What you need to do: Here the job is to transcribe the data exactly while omitting the images.

Data in this exercise below:

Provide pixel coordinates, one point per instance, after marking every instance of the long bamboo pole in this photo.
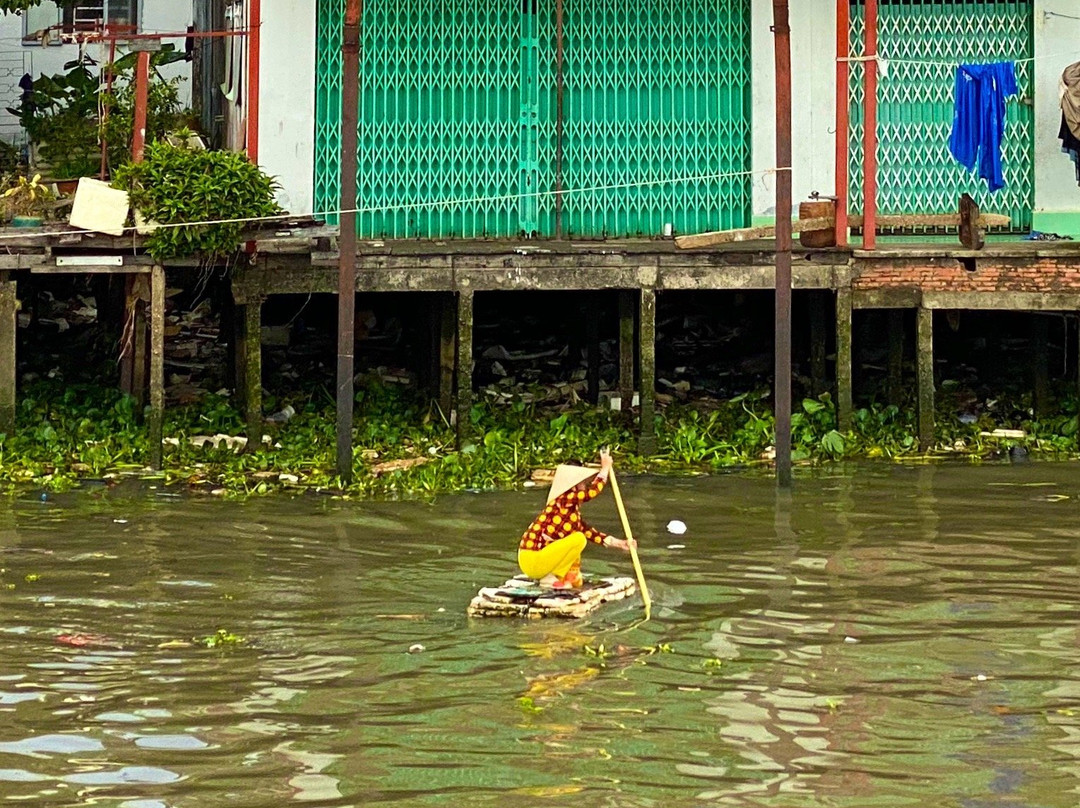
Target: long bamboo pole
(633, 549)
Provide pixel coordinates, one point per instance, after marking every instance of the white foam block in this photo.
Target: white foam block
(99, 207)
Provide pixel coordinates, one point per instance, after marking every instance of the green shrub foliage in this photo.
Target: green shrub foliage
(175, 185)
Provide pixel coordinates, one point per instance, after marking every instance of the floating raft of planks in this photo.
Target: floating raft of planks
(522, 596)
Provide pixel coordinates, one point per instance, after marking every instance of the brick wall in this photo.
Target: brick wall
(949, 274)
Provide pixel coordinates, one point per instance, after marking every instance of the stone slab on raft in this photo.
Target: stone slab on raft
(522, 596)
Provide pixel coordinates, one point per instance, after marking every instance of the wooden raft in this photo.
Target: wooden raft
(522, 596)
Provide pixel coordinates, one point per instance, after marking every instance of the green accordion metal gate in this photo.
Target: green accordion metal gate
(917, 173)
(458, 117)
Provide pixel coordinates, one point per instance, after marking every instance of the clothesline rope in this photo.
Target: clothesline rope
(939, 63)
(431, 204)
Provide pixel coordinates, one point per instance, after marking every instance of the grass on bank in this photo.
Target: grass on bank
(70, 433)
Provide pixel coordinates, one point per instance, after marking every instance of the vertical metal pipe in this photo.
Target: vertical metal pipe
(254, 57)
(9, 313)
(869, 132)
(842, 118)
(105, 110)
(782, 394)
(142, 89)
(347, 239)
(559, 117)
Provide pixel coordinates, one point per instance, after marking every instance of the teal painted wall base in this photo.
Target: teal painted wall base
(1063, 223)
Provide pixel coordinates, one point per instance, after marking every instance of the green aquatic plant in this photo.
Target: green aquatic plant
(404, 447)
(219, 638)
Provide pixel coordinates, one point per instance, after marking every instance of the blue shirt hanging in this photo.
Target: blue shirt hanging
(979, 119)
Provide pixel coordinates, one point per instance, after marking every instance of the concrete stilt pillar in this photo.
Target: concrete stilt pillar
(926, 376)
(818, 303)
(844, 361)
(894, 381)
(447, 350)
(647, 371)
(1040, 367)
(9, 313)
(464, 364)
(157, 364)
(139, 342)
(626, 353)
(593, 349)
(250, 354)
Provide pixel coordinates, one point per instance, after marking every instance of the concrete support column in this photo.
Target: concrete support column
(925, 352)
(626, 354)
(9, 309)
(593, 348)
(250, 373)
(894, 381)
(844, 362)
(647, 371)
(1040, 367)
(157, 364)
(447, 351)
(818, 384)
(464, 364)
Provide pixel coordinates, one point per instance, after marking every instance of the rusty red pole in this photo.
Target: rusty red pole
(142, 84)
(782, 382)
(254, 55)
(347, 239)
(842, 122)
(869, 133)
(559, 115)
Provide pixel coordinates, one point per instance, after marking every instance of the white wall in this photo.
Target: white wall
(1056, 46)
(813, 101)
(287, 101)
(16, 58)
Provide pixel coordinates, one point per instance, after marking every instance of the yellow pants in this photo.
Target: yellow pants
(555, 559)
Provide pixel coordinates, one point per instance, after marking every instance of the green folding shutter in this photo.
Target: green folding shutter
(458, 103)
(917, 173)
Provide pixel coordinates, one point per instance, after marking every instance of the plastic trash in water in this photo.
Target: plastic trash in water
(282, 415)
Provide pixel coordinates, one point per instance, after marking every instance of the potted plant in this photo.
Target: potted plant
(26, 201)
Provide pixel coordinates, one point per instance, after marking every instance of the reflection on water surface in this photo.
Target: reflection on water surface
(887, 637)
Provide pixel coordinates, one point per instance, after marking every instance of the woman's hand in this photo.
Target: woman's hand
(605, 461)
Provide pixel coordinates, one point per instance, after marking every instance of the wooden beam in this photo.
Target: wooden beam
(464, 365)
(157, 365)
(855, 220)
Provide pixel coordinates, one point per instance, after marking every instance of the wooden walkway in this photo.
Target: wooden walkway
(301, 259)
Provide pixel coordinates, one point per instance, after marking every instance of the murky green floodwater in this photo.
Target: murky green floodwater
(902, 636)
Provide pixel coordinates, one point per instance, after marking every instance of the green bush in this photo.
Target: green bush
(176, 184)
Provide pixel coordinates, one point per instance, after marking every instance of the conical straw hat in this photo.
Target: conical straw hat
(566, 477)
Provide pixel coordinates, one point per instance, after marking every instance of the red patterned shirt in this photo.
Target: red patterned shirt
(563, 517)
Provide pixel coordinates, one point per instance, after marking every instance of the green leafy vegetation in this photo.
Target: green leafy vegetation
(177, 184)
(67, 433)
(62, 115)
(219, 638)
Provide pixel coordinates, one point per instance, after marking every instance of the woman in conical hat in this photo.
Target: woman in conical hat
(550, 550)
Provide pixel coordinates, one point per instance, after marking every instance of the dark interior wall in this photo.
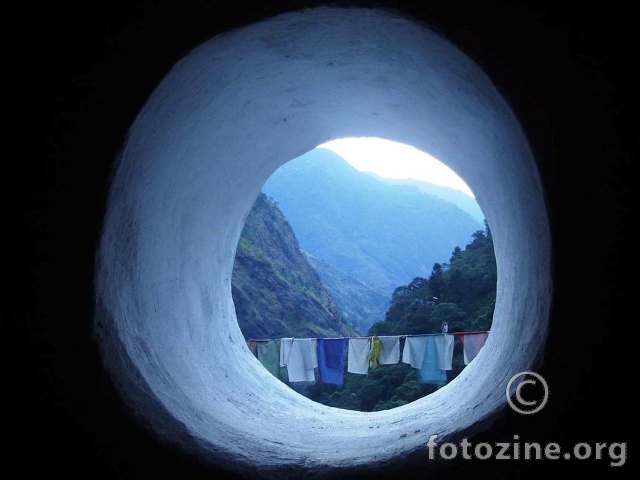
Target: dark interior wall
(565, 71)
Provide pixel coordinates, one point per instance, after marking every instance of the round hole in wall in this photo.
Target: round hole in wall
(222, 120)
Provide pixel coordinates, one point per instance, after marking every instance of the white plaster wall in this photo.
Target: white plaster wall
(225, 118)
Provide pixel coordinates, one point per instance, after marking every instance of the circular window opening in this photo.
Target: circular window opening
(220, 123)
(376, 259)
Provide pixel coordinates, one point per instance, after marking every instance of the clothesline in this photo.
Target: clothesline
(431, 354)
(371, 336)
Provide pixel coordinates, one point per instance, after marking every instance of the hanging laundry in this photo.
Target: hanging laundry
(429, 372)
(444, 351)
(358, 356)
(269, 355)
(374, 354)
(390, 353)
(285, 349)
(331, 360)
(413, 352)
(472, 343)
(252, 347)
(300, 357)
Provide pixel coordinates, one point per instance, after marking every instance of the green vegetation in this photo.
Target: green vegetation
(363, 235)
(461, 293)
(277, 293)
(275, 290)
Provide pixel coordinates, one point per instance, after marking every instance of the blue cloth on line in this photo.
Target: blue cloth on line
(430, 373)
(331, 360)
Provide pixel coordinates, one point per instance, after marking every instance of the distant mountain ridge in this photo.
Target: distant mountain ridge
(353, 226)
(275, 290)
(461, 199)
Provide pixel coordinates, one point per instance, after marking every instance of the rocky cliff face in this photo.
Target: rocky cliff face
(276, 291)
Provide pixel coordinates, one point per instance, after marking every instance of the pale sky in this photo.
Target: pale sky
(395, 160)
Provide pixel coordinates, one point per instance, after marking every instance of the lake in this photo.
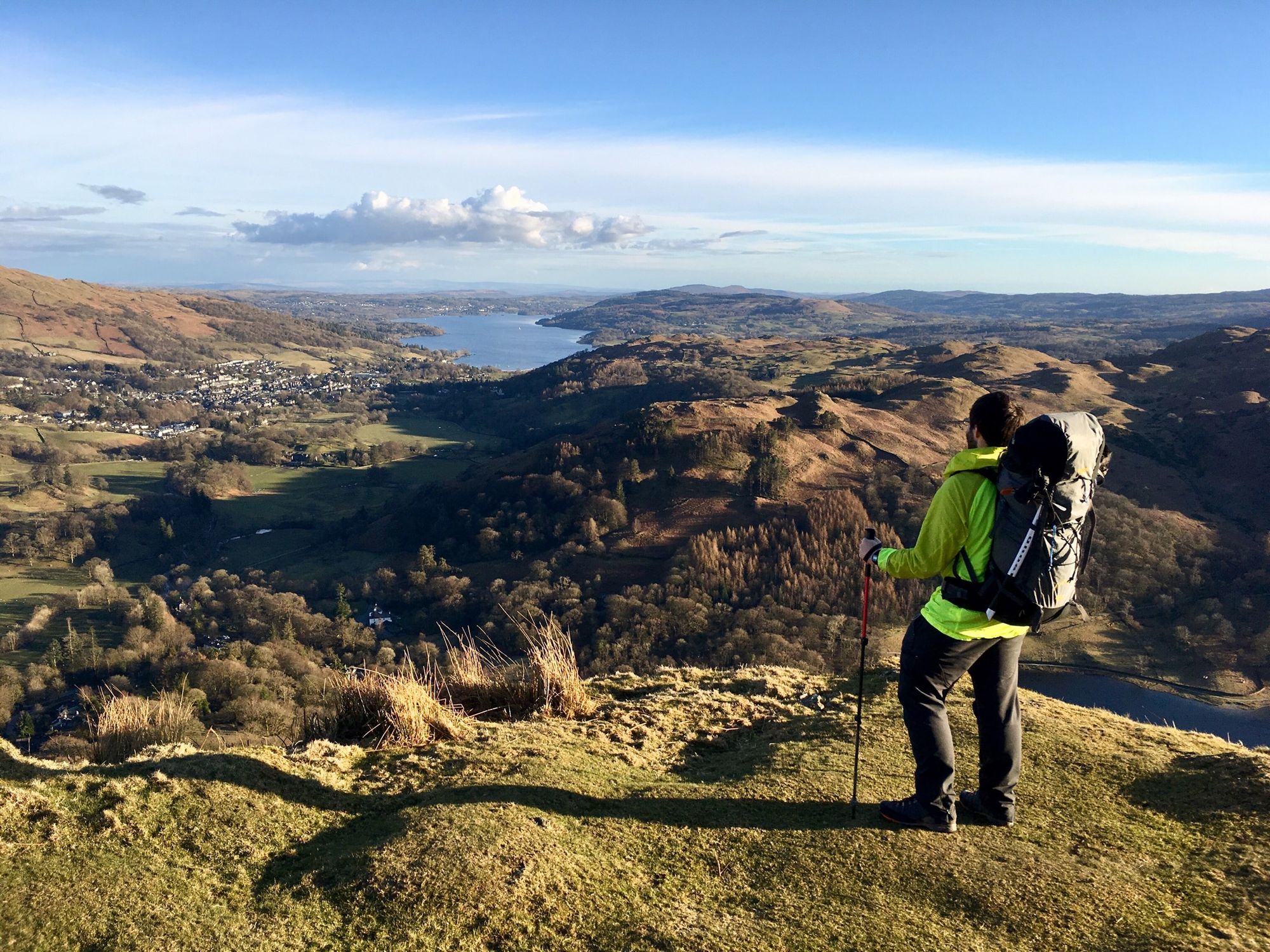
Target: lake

End of Data in this exercise.

Task response:
Provide pixel coordinates, one point per instance, after marking every instance of the long bamboo pole in this photo.
Target: long bamboo pole
(633, 549)
Provide pixel coordinates, one point per instance, after marking every instance of the white foam block in this photo.
Target: white foam block
(99, 207)
Provide pixel coordinates, one point per instance, after marking every instance of the green shrub foliage in this photo.
Target: green shrub foliage
(175, 185)
Provide pixel coordinates, one point per instance, after marking every instance of the floating raft of planks in this photo.
Target: floating raft of planks
(522, 596)
Provide pixel coordinates, one point per instance, after marking every instance of the brick wall in this photo.
Target: brick wall
(949, 274)
Provide pixel coordinates, one point per instance, after marking every instance of the stone slab on raft in this photo.
Target: stone slab on raft
(522, 596)
Provide pixel coordinates, one point per instance, after marking every instance of the wooden raft in this photo.
Target: wooden raft
(522, 596)
Provide pixel coordinates, one point per instance, after marking every instance of the green accordion metal gate in this photo.
Target: green accordion metal gate
(917, 173)
(458, 117)
Provide pixel coordinates, one point per instance, after marking every instance of the clothesline rope in this photo.
Target: clothesline rope
(939, 63)
(431, 204)
Provide pixel coordinates, one point per instance, after marking every instance of the grass on bank in this photo.
Target: grass on bank
(70, 433)
Provide pixel coordinates, one point per instance, after marking every instance of the vertical metal pipe in this photo.
Target: vertical metal pipe
(254, 57)
(9, 313)
(869, 132)
(842, 118)
(105, 110)
(782, 394)
(142, 89)
(347, 239)
(559, 117)
Provide pixel coordinates, one point per instance, after marking every instance of the teal painted wall base in this photo.
Target: teal painted wall base
(1063, 223)
Provide pixel coordinates, one point per instance, after marking every instance of the green aquatic plant in this photo.
Target: green aquatic plant
(404, 447)
(219, 638)
Provide pixel coordinates, one point per instance, after marking every instance of the blue shirt hanging in this photo.
Target: blue shirt hanging
(979, 119)
Provide pixel coordinates, one point per instance, after marking every instance of the concrete stilt pillar in this photo.
Target: concrete stilt pillar
(926, 376)
(818, 303)
(844, 361)
(894, 381)
(447, 350)
(647, 371)
(1040, 367)
(9, 313)
(464, 364)
(157, 364)
(139, 342)
(626, 353)
(593, 349)
(250, 354)
Provide pixel coordinates, one point per instance, after marking every instance of the concrete support column in this photo.
Target: concrete support column
(925, 352)
(626, 354)
(9, 309)
(593, 348)
(250, 373)
(894, 381)
(844, 362)
(647, 371)
(1040, 367)
(157, 364)
(447, 351)
(818, 384)
(464, 364)
Provide pixel coordinates, one point per instance, after marking every instance of the rusty red pole in this photo.
Target: rusty red pole
(142, 84)
(782, 382)
(254, 55)
(347, 239)
(842, 122)
(869, 133)
(559, 115)
Provide pixel coordinates, one point per instance, after marking every instance of the white wall in this photo.
Target: white wall
(1056, 46)
(813, 101)
(287, 101)
(16, 58)
Provide pixel coordinates, one point per instance, after marking every instance of the yellow pants in this photo.
Target: yellow pants
(555, 559)
Provide pixel coordinates, one point per instance, after marking every instance of the green folding shutter in this photo.
Target: green folding shutter
(458, 103)
(917, 173)
Provide pixel coordinates, one point per instance, after marking every instance of the plastic trash in water in this photo.
Target: plastic trash in water
(282, 415)
Provide pixel coordinates, one point per instance, after marking every instance of the potted plant in this photo.
Target: potted plant
(26, 201)
Provide pixel coordinates, one point per instance, after marking every instance of the reflection on water surface in this photo.
Target: reflection on water surface
(887, 637)
Provide pixel coordinates, one point per instance, after marking every instance of the woman's hand in this photo.
Target: woman's hand
(605, 461)
Provide pixel coordinates, one point per instance, after marking every instance of the wooden beam in this photo.
Target: wooden beam
(464, 365)
(157, 365)
(855, 220)
Provide pixel coordinates, one point per instance, after marking every instance of the wooden walkway in this photo.
Target: wooden walkway
(301, 259)
Provide pixel coordinates, one point per instance, after marking every instance of the murky green floodwater in this photo.
Target: murky green floodwater
(902, 636)
Provide pixel coordinates, one point per instance, after marking every instance of the green bush in this photo.
Target: green bush
(176, 184)
Provide pixel coordinates, one point per instance, after marking every instance of the conical straw hat in this photo.
Target: conical straw hat
(566, 477)
Provide pixel coordinates, one point per instance, after marking every instance of the red patterned shirt in this photo.
Target: red patterned shirt
(563, 517)
Provide pixel coordinates, one point per instance, after marking every instance of the green leafy vegetation in this photo.
Target: green leafy vegetation
(177, 184)
(67, 433)
(62, 115)
(219, 638)
Provide pixel coordinates, one point per instance, after marking every instance of the woman in conical hat in this photo.
Target: woman in conical hat
(550, 550)
Provide pixel coordinates, one point per instance, after marking every instance of the dark interior wall in this photo.
Target: dark interior wall
(565, 71)
Provide pixel coordinates, one point per instance, after marking every instance of the round hole in wall in this photo.
Target: round hole in wall
(222, 120)
Provide pixel coordinates, one point per instance, after marking every instance of the white plaster wall in this photo.
Target: white plaster wall
(225, 118)
Provide pixel coordinates, one point per instance, after marking every instance of the circular window opening in this photo.
Target: circular window opening
(220, 123)
(376, 259)
Provide pixel coordinates, one point per instance, after marking every instance of the clothesline in this photo.
Target: clothesline
(431, 354)
(371, 336)
Provide pixel coordinates, one point per instance, after marking every instance of the hanging laundry in this photo.
Target: hanging laundry
(429, 372)
(444, 351)
(358, 356)
(269, 355)
(374, 354)
(390, 353)
(285, 349)
(331, 360)
(413, 352)
(472, 343)
(252, 347)
(300, 357)
Provide pixel coordinates, one point per instance, after marking every instance of the green vegetation in this photo.
Target: green vegetation
(363, 235)
(461, 293)
(277, 293)
(275, 290)
Provide pixel coordinates, one point per instance, after marking every instance of the blue cloth on line in this photo.
Target: blue cloth on line
(430, 373)
(331, 360)
Provide pixel coordinates, one point per instance, after marking every instance of the distant mountain ridge in this photo.
Target: distant mountain ridge
(353, 226)
(275, 290)
(461, 199)
Provide pixel coordinates, one point per instance, after marking every instance of the rocky cliff face in this photo.
Target: rocky cliff face
(276, 291)
Provide pixel coordinates, one point per instance, after marking every instance of the pale sky in this photo.
Target: pale sky
(395, 160)
Provide pixel coordinates, one point per instance, after marking every instance of the lake in this photo.
Target: lake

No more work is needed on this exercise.